PASSAGE TO READ:

"""

- Diocese: Diocese of Lincoln
- In office: September 2013 to August 2025
- Predecessor: New appointment
- Successor: Archdeaconry dissolved

Orders
- Ordination: 1993 (deacon) 1994 (priest)

Personal details
- Born: Justine Penelope Heathcote Chapman 30 June 1967 (age 58)
- Denomination: Anglicanism
- Spouse: Thomas Allain (m. 1990)
- Children: 4
- Alma mater: King's College London; Lincoln Theological College; University of Nottingham;

= Justine Allain Chapman =

British Anglican priest and academic

Justine Penelope Heathcote Allain Chapman (née Chapman; born 30 June 1967) is a British Anglican priest, academic, and former teacher. From September 2013 to August 2025, she served as the first (and only) Archdeacon of Boston in the Diocese of Lincoln (this Archdeaconry was dissolved in November 2025). Since August 2025, she has been Director of Pastoral Studies and Tutor in Practical Theology for the Eastern Region Ministry Course (ERMC). She was previously a religious studies teacher, a parish priest in the Diocese of Southwark, and then a member of the teaching staff of South East Institute for Theological Education (SEITE).

"""

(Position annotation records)
"""

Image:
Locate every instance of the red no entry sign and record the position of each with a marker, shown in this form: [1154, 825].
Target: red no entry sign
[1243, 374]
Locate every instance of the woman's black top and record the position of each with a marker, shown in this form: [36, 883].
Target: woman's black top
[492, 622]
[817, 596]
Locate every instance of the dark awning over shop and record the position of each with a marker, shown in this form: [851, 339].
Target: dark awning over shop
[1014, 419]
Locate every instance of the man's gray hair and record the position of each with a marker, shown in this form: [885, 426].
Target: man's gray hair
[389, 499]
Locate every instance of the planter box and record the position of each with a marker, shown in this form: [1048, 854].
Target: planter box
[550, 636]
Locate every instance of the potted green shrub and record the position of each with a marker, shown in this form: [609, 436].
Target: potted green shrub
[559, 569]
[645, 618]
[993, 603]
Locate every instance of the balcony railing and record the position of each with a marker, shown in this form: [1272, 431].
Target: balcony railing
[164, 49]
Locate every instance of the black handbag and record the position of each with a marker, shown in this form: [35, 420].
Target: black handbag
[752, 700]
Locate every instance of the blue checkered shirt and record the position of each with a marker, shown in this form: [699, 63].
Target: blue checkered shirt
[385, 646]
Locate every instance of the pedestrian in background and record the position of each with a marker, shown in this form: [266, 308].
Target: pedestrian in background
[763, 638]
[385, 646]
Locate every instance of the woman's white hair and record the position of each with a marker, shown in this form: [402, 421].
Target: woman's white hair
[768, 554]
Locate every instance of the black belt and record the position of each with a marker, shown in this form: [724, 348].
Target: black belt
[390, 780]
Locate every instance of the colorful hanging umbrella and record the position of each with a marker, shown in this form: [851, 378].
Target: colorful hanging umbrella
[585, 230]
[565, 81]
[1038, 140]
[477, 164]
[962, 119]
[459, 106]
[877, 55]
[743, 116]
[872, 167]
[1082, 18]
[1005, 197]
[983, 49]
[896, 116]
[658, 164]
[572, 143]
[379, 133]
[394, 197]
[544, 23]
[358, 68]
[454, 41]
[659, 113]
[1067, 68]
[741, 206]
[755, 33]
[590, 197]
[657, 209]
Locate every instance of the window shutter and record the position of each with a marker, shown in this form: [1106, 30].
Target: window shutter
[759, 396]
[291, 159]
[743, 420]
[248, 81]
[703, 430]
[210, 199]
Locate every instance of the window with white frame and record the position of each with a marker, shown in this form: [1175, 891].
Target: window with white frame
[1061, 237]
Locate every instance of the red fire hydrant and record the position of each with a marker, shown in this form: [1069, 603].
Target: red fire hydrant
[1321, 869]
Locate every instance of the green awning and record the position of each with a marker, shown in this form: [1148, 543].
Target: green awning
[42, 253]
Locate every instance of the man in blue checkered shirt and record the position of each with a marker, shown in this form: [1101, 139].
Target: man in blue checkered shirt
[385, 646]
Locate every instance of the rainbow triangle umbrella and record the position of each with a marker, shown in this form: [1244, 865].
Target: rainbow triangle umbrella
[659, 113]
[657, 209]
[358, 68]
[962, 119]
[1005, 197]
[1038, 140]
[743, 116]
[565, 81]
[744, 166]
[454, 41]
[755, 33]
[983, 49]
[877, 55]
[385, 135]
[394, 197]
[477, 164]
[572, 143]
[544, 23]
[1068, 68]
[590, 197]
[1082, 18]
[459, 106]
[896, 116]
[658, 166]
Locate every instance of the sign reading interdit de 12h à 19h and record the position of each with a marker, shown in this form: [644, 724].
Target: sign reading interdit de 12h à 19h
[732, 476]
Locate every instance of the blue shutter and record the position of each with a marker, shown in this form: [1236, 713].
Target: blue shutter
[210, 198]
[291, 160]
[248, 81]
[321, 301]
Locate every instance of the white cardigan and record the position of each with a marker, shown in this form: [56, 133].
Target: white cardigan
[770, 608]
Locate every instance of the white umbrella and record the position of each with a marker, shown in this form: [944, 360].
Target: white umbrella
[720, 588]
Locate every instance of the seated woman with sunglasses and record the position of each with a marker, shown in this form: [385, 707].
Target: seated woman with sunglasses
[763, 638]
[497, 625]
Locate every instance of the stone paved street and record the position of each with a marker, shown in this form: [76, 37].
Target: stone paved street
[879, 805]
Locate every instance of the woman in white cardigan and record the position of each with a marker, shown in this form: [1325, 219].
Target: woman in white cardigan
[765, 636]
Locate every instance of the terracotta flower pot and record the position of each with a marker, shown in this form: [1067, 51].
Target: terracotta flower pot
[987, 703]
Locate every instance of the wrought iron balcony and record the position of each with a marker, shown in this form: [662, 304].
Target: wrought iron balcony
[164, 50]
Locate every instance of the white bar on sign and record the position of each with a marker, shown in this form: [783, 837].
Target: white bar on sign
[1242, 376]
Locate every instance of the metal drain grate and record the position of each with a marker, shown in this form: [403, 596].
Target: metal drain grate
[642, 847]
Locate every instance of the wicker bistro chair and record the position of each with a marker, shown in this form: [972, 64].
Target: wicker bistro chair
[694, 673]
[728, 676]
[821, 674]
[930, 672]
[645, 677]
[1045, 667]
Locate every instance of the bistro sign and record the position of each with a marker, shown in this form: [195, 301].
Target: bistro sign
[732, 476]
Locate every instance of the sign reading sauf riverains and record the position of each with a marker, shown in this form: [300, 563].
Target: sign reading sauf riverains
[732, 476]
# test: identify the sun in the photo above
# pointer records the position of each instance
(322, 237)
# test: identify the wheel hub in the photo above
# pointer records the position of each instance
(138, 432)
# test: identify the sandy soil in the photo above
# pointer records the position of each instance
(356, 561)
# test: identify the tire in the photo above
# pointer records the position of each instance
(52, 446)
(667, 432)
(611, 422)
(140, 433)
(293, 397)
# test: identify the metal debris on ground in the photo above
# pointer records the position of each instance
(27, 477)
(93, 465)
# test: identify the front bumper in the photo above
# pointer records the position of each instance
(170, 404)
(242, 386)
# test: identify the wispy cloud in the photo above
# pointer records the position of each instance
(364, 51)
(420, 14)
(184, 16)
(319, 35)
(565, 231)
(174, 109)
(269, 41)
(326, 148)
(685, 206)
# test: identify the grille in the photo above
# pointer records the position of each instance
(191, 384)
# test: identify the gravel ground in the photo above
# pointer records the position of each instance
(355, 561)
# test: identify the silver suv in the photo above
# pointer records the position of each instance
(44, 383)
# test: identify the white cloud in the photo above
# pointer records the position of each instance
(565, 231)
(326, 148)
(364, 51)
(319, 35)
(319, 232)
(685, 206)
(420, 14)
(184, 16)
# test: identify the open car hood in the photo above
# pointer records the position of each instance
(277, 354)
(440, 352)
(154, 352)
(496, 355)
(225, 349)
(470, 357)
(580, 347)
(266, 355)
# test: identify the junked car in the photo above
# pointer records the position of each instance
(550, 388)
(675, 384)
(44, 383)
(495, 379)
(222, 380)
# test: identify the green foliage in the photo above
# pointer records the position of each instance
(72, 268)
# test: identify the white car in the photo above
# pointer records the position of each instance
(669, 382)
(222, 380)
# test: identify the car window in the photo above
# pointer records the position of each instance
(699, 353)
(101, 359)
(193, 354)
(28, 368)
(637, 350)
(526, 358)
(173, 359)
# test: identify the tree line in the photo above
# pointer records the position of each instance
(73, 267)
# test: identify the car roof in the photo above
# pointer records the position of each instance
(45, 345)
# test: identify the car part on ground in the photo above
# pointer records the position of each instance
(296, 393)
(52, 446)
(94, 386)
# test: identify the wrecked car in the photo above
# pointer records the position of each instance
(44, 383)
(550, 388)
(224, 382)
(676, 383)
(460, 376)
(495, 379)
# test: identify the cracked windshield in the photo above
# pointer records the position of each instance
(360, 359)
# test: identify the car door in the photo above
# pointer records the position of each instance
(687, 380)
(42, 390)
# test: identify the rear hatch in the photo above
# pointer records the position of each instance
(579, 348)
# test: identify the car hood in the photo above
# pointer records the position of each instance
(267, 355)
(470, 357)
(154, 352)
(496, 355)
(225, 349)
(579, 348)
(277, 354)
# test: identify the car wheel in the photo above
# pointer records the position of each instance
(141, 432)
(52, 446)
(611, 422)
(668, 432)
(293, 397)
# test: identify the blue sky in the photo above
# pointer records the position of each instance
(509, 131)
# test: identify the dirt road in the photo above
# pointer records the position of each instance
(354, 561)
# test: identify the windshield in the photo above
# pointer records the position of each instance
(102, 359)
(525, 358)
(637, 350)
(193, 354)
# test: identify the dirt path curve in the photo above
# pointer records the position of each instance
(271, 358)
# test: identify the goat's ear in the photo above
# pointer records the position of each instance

"""

TASKS TO COMPLETE:
• a. Please copy the Justine Allain Chapman article from "- Diocese: Diocese" to "1967 (age 58)".
• b. Name every institution listed as alma mater in the Justine Allain Chapman article.

WORKED ANSWERS:
• a.
- Diocese: Diocese of Lincoln
- In office: September 2013 to August 2025
- Predecessor: New appointment
- Successor: Archdeaconry dissolved

Orders
- Ordination: 1993 (deacon) 1994 (priest)

Personal details
- Born: Justine Penelope Heathcote Chapman 30 June 1967 (age 58)

• b. King's College London; Lincoln Theological College; University of Nottingham